> **Selected extract**
--*--

Introduction¶
Requisites¶
autopilot requires Python >= 3.5
Installation¶
pip install autopilot
Basic usage¶
Autopilot provides 2 commands, new
and release
. You can call them from
the command line:
$ ap new
$ ap release
ap new
command creates a new project. You can pass optionally the new
project name:
$ ap new cool-project
ap release
creates a new release for a project. If you want to upload it to
a PyPI server, you need to create a configuration file to tell autopilot which
are your username and password. See next section for more info.
Configuration¶
We choose the yaml format for the configuration. This is the default configuration file:
author: name: '' # Take it from git config if empty email: '' # Take it from git config if empty new_project: default_dir: '' # Uses current working directory license: gplv2 commit: true # Do the initial commit? editor: '' # Use $EDITOR, fallback to vim release: upload: PyPI push: true pypi_servers: PyPI: user: '' passeval: '' # Executable command url: 'https://pypi.python.org/pypi' PyPI Test: user: '' passeval: '' # Executable command url: 'https://testpypi.python.org/pypi'
For some options, if they are empty, autopilot will try to fill the data with information from your system, see comments in the default configuration file.
It is possible to override the default configuration. To do it, create a file
at XDG_CONFIG_HOME/autopilot/config.yml
(or ~/.config/autopilot/config.yml
if XDG_CONFIG_HOME
is not defined). You can override just some of the
options. For every option, the logic is to look for the option in the user
configuration file, if it’s not there, search in autopilot default
configuration, and if the option has an empty value, try to get the value from
the system.
An example of a custom configuration file:
new_project:
license: mit
editor: vim -R
release:
upload: nope
push: false
pypi_servers:
pypi:
user: my_pypi_user
passeval: pass pypi
local devpi:
user: devpi_user
passeval: pass devpi_local
url: 'http://localhost:8080'
As you see, is possible to add more servers to pypi_servers
. In this
example, a new PyPI server (local devpi
) would be added to the list of
options on the UI.

--*--

> **Material**
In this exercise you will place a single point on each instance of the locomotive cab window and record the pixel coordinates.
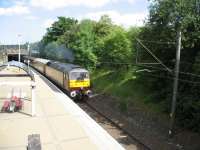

--*--

> **What to produce**
Reproduce the autopilot documentation word for word, from its first line to its last. The material above was taken from a different source than the text.

> **Answer to the problem**
Introduction¶
Requisites¶
autopilot requires Python >= 3.5
Installation¶
pip install autopilot
Basic usage¶
Autopilot provides 2 commands, new
and release
. You can call them from
the command line:
$ ap new
$ ap release
ap new
command creates a new project. You can pass optionally the new
project name:
$ ap new cool-project
ap release
creates a new release for a project. If you want to upload it to
a PyPI server, you need to create a configuration file to tell autopilot which
are your username and password. See next section for more info.
Configuration¶
We choose the yaml format for the configuration. This is the default configuration file:
author: name: '' # Take it from git config if empty email: '' # Take it from git config if empty new_project: default_dir: '' # Uses current working directory license: gplv2 commit: true # Do the initial commit? editor: '' # Use $EDITOR, fallback to vim release: upload: PyPI push: true pypi_servers: PyPI: user: '' passeval: '' # Executable command url: 'https://pypi.python.org/pypi' PyPI Test: user: '' passeval: '' # Executable command url: 'https://testpypi.python.org/pypi'
For some options, if they are empty, autopilot will try to fill the data with information from your system, see comments in the default configuration file.
It is possible to override the default configuration. To do it, create a file
at XDG_CONFIG_HOME/autopilot/config.yml
(or ~/.config/autopilot/config.yml
if XDG_CONFIG_HOME
is not defined). You can override just some of the
options. For every option, the logic is to look for the option in the user
configuration file, if it’s not there, search in autopilot default
configuration, and if the option has an empty value, try to get the value from
the system.
An example of a custom configuration file:
new_project:
license: mit
editor: vim -R
release:
upload: nope
push: false
pypi_servers:
pypi:
user: my_pypi_user
passeval: pass pypi
local devpi:
user: devpi_user
passeval: pass devpi_local
url: 'http://localhost:8080'
As you see, is possible to add more servers to pypi_servers
. In this
example, a new PyPI server (local devpi
) would be added to the list of
options on the UI.